### Given passage
We can make the calculation of the bootstrap confidence interval concrete with a worked example.

Let’s assume we have a dataset of 1,000 observations of values between 0.5 and 1.0 drawn from a uniform distribution.

In [13]:
# bootstrap confidence intervals
import numpy as np
from numpy.random import seed
from numpy.random import rand
from numpy.random import randint
from numpy import mean
from numpy import median
from numpy import percentile
# generate dataset
dataset = 0.5 + rand(1000) * 0.5

In [21]:
np.mean(dataset)

0.7509369652161508

We will perform the bootstrap procedure 100 times and draw samples of 1,000 observations from the dataset with replacement. We will estimate the mean of the population as the statistic we will calculate on the bootstrap samples. This could just as easily be a model evaluation.

In [8]:
# bootstrap
scores = list()
for _ in range(100):
	# bootstrap sample
	indices = randint(0, 1000, 1000)
	sample = dataset[indices]
	# calculate and store statistic
	statistic = mean(sample)
	scores.append(statistic)

In [22]:
len(np.unique(indices)), len(indices), len(scores), scores[0]

(625, 1000, 100, 0.7432532429545529)

Once we have a sample of bootstrap statistics, we can calculate the central tendency. We will use the median or 50th percentile as we do not assume any distribution.

In [20]:
print('median=%.3f' % median(scores))

median=0.751


We can then calculate the confidence interval as the middle 95% of observed statistical values centered around the median.

In [23]:
# calculate 95% confidence intervals (100 - alpha)
alpha = 5.0

First, the desired lower percentile is calculated based on the chosen confidence interval. Then the observation at this percentile is retrieved from the sample of bootstrap statistics.

In [24]:
# calculate lower percentile (e.g. 2.5)
lower_p = alpha / 2.0
# retrieve observation at lower percentile
lower = max(0.0, percentile(scores, lower_p))

We do the same thing for the upper boundary of the confidence interval.

In [25]:
# calculate upper percentile (e.g. 97.5)
upper_p = (100 - alpha) + (alpha / 2.0)
# retrieve observation at upper percentile
upper = min(1.0, percentile(scores, upper_p))

In [28]:
print('50th percentile (median) = %.3f' % median(scores))
print('%.1fth percentile = %.3f' % (lower_p, lower))

### Given information

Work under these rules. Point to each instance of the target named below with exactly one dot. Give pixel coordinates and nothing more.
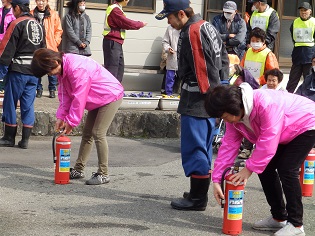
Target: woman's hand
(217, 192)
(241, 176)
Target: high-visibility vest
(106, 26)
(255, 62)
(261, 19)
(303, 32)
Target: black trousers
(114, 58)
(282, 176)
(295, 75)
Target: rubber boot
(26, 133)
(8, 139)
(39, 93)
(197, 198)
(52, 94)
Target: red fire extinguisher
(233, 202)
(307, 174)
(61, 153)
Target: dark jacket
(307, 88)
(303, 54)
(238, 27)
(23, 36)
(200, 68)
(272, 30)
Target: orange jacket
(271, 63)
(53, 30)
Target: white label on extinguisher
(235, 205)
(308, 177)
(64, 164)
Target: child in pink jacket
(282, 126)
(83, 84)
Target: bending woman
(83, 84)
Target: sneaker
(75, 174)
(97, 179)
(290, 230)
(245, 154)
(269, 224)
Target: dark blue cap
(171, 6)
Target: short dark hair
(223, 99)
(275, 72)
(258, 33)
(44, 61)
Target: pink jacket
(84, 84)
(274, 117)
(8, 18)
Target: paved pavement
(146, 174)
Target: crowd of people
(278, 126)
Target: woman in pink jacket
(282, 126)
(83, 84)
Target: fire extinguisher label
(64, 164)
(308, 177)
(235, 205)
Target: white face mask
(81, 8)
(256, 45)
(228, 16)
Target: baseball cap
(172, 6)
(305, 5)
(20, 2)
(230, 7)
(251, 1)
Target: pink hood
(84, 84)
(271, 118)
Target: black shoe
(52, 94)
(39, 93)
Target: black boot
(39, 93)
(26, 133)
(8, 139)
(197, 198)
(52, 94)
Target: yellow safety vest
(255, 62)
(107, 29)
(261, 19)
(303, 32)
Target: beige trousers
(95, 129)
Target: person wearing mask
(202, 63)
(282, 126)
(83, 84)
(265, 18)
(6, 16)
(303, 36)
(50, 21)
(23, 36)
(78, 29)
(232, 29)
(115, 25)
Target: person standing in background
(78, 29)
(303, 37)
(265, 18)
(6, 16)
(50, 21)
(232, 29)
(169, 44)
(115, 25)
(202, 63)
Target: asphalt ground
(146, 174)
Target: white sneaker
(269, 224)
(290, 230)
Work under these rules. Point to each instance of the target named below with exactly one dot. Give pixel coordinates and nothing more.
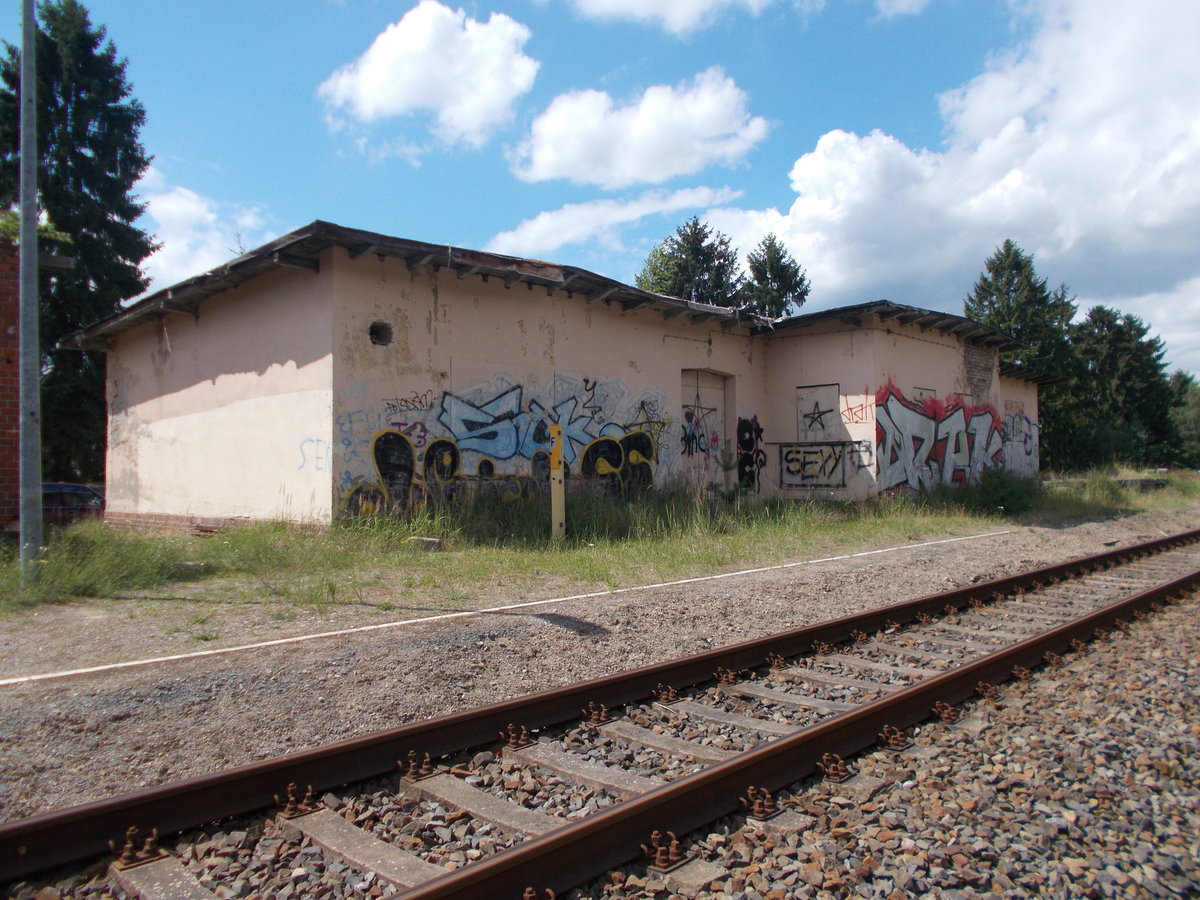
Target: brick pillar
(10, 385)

* * *

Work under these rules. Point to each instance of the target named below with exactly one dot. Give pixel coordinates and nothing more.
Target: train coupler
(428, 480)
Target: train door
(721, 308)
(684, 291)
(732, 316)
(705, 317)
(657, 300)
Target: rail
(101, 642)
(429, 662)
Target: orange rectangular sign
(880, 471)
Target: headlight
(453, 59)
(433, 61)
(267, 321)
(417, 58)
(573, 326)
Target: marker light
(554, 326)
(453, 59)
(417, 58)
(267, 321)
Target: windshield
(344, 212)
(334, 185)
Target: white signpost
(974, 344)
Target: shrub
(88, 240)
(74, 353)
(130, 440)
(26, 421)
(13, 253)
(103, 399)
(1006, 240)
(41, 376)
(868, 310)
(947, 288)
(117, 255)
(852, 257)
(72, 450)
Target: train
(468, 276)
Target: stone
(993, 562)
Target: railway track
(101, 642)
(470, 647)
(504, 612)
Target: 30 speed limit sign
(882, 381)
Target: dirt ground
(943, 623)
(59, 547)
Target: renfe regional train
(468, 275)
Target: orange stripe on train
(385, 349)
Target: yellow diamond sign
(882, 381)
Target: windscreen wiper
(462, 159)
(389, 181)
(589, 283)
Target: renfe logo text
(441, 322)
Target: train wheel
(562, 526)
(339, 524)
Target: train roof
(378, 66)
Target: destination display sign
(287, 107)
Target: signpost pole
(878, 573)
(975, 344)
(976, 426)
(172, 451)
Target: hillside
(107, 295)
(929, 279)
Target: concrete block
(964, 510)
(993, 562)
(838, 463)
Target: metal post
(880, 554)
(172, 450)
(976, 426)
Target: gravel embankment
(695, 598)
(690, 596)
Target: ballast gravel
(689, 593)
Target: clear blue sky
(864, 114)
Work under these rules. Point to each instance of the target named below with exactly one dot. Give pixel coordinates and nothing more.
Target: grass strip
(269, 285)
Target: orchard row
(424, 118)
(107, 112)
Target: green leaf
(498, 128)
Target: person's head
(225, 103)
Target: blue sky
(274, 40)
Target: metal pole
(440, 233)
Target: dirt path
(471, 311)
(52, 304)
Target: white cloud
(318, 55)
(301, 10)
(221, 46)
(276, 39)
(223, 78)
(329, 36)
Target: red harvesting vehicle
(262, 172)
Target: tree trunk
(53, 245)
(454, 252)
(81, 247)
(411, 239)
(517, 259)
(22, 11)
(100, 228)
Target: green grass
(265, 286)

--

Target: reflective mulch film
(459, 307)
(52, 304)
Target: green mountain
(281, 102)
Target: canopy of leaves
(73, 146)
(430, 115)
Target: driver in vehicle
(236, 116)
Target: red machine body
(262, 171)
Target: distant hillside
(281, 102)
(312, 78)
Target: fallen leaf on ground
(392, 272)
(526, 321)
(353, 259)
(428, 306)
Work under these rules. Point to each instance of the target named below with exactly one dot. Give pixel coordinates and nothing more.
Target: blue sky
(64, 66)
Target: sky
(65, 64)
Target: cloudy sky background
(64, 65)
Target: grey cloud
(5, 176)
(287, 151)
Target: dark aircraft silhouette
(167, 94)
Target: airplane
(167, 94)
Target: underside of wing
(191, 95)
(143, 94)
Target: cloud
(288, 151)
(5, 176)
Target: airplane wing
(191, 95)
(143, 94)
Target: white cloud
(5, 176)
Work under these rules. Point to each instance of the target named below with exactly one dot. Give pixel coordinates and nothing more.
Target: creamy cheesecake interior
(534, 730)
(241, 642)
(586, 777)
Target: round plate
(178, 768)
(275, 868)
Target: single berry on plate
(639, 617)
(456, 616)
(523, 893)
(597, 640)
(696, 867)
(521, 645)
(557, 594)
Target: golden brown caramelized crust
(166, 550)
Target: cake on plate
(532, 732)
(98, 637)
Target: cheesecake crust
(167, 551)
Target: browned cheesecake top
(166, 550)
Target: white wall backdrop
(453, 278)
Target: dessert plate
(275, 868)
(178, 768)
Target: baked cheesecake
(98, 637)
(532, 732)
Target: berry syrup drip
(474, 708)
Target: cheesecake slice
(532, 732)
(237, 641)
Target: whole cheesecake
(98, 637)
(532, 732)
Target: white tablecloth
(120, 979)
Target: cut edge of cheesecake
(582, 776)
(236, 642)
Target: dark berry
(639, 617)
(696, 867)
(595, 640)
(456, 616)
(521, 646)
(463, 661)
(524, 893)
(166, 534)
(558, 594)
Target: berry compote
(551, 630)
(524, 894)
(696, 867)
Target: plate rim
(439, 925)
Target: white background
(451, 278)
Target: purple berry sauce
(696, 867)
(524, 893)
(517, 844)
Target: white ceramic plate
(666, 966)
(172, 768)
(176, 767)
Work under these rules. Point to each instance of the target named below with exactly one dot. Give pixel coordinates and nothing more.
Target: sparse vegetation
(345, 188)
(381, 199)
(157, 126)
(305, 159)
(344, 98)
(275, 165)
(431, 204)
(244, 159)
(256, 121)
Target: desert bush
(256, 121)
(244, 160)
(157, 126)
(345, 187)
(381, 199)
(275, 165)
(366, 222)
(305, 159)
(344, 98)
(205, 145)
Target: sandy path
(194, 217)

### Objective 1
Rewrite the bootstrap tutorial from "# retrieve observation at upper" down to "(median) = %.3f' % median(scores))", changing "retrieve" to "fetch".
### Objective 2
Answer these from the bootstrap tutorial:
(a) How many observations does the dataset contain?
(b) How many times is the bootstrap procedure performed?
(c) What median value is printed for the bootstrap scores?

### Full response 1
# fetch observation at upper percentile
upper = min(1.0, percentile(scores, upper_p))

In [28]:
print('50th percentile (median) = %.3f' % median(scores))

### Full response 2
(a) 1,000
(b) 100
(c) 0.751